[Assigned task]
A faithful, complete transcript of the entries below, without pictures, should be returned.

(Point-per-instance localization data)
BEGIN

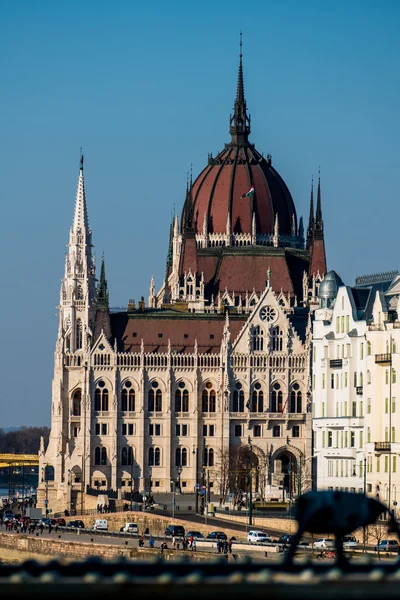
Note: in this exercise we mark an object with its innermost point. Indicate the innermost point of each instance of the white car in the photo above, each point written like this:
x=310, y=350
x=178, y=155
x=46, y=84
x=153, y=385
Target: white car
x=324, y=543
x=349, y=542
x=258, y=537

END

[Output of the task]
Note: in this exercise we mark an object with its innermost point. Indicate the innermost point of each instance of the white car in the photo above, each point written like this:
x=310, y=350
x=178, y=155
x=46, y=84
x=153, y=385
Target: white car
x=324, y=543
x=349, y=542
x=258, y=537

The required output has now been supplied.